WHAT NEEDS TO BE DONE: Restate the records that follow word for word; no pictures should appear.

DATA FOR PROCESSING:
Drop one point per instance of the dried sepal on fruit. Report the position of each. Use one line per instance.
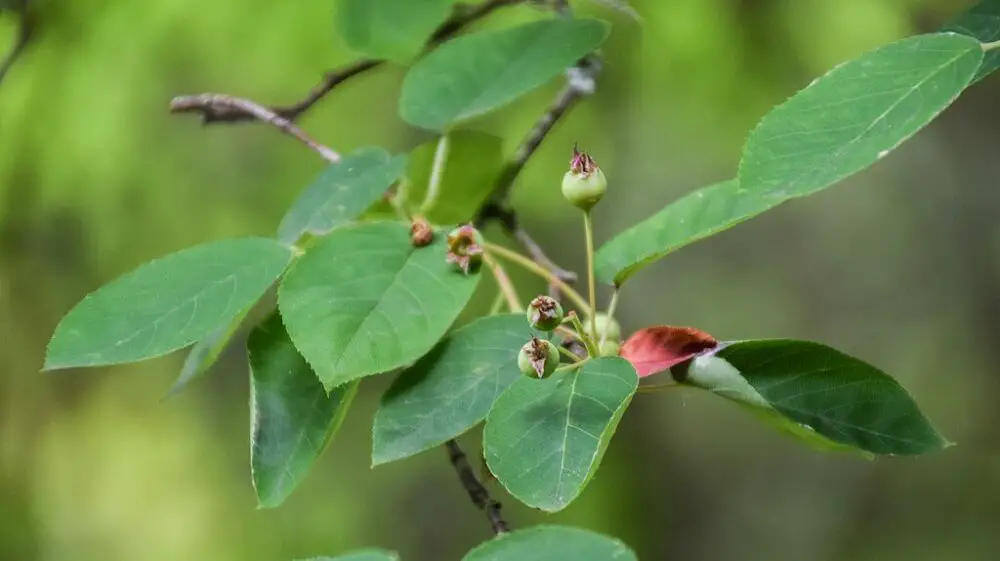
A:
(544, 313)
(421, 232)
(538, 358)
(465, 248)
(584, 184)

SOLUTION TO THIS TASK:
Drop one point per instance of the dried sepal on fruit. Report the position of each. Use one line per instance.
A:
(544, 313)
(421, 232)
(538, 358)
(465, 248)
(584, 184)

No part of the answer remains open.